I am using two VESC6 units; each communicating via UART with its own serial port to a custom microcontroller setup of mine. (two VESCs hooked up to UART 5 and 6 on my controller)

Before using this UART communication I was using PPM + CAN to send these commands. Everything worked amazing besides the fact that I need to control these motors separately. When I switched to UART, Everything works great at low speeds. As soon as I try to accelerate heavily in the slightest bit it starts cutting out every 10-100 milliseconds.

I have tried disabling and unplugging one controller and then the other from the UART port on the VESC to see if there was some sort of ground loop or if maybe it was only one controller causing issues. Problem is still there.

I have checked the VESC fault codes: nothing reported.

● Information given

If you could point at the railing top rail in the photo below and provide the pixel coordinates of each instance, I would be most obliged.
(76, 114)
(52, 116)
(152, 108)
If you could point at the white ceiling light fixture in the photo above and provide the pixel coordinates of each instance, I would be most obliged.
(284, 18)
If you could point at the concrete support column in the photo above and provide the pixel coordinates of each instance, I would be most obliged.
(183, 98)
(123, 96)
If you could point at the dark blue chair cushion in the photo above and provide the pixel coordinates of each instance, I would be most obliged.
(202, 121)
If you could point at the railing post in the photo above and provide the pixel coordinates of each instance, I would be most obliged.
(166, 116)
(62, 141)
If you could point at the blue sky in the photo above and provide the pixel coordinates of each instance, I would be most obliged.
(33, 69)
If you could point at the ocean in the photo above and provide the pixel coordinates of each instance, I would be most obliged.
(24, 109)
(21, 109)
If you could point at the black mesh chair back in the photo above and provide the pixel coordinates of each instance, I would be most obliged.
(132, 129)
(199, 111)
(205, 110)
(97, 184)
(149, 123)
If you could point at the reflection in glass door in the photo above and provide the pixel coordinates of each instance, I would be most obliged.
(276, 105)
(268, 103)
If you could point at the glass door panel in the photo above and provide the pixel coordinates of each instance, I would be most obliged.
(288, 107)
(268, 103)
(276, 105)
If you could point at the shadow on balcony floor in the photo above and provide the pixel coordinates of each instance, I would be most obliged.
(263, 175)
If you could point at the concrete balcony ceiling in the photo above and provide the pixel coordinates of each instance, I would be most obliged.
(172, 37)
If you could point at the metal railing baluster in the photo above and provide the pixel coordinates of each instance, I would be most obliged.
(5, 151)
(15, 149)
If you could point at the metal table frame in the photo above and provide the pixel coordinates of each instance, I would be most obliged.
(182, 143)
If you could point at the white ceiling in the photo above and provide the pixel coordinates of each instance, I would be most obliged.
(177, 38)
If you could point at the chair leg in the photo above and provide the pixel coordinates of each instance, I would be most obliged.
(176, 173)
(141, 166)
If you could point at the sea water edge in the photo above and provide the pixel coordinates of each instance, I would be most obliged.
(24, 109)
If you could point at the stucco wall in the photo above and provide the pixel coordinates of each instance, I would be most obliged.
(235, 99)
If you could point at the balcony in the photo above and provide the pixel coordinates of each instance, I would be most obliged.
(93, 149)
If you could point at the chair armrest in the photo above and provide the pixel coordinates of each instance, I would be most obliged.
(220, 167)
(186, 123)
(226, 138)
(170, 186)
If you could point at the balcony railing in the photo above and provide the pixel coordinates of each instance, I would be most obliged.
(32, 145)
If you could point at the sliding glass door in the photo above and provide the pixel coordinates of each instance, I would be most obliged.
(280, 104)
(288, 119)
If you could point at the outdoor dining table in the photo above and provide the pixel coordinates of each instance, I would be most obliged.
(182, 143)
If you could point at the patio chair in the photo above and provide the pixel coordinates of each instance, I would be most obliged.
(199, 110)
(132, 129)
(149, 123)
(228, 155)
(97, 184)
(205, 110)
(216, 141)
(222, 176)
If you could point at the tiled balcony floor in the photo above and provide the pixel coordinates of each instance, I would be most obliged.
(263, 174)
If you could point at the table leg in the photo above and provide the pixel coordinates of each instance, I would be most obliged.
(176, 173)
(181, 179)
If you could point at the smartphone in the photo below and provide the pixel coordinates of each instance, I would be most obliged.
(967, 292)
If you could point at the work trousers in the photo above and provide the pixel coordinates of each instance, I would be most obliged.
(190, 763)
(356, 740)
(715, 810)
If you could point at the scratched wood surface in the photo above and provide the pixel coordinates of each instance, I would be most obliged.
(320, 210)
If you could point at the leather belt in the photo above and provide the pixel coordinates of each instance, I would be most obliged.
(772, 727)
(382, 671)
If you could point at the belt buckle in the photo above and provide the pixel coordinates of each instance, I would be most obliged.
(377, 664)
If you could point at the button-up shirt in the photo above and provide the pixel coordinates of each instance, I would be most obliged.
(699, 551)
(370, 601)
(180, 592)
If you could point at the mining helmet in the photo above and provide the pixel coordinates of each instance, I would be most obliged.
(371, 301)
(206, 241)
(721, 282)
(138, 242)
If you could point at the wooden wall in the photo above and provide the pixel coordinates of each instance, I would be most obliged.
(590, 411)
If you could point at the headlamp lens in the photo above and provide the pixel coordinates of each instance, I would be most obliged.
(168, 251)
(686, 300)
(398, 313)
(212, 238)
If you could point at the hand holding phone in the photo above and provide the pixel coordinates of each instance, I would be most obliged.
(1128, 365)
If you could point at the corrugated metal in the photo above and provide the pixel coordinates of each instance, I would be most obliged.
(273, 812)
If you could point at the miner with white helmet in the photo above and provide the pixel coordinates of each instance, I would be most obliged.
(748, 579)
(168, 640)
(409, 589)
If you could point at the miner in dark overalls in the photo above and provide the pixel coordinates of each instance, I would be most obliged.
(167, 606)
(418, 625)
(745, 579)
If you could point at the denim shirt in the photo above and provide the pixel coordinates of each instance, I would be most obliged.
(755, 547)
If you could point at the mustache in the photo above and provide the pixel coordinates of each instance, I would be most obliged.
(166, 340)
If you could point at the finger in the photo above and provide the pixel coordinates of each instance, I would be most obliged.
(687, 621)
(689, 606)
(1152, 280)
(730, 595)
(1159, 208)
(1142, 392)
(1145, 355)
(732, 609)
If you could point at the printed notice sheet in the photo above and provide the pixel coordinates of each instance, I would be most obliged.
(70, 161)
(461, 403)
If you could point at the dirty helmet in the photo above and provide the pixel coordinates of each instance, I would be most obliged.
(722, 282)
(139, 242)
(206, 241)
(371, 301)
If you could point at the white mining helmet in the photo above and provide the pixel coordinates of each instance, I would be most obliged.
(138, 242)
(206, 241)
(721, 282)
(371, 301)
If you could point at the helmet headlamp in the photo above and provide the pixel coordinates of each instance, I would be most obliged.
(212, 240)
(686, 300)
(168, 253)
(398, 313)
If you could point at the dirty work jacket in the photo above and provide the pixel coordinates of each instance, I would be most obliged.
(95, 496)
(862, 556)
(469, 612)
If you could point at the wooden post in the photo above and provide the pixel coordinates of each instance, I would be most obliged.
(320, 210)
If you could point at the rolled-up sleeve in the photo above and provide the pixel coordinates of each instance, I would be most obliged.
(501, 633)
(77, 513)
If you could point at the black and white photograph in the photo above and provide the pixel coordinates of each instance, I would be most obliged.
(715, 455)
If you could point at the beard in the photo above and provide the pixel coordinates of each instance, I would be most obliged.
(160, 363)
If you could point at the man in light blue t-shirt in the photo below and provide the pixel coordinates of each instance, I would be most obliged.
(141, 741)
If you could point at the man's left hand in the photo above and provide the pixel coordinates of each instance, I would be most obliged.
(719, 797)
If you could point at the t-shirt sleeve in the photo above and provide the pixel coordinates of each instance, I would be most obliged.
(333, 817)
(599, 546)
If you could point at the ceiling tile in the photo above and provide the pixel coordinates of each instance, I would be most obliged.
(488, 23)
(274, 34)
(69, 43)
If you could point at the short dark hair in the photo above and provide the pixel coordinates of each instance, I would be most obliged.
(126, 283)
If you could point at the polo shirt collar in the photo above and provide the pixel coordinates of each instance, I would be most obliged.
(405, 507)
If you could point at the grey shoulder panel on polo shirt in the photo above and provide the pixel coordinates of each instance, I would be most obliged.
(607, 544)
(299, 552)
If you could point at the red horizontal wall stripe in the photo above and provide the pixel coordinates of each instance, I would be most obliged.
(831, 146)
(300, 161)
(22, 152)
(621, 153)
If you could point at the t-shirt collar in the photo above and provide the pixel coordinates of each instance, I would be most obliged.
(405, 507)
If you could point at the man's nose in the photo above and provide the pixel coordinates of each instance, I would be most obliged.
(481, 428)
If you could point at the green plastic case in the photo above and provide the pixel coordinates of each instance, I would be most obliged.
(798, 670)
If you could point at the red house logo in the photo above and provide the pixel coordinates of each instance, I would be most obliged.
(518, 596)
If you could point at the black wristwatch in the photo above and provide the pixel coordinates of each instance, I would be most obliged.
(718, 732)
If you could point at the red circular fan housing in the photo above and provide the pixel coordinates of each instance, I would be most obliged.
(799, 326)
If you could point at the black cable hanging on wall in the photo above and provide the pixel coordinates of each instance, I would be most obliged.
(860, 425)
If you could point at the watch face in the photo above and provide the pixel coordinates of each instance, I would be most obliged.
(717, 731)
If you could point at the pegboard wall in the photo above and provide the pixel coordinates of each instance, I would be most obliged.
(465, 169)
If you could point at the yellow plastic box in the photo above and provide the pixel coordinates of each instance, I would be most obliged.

● What this exercise asks
- 1) List every communication method the post about the two VESC units names for sending commands.
- 2) Please carry on the post about the two VESC units from the point where it ends.

● Expected answers
- 1) UART, PPM, CAN

- 2)
I am about to slow down the transmission speed of UART.... but its already way slower than I would assume the VESC can handle thanks to the tiny packet size. It sends every 100ms. I also would assume this would be an absolute; it would work or it would not like the previous motor controller I was using that used a much larger packet and a slower processor. (I am using the same sending frequency as this controller)

I made sure the set_current is not higher than 60 or -40; the values chosen by default for the VESC when being setup. I also would assume that since I have not changed these current values or any settings at all on the VESC since using PPM that this could possibly not be the issue either.

I don't know where to go from here.

Thanks for reading!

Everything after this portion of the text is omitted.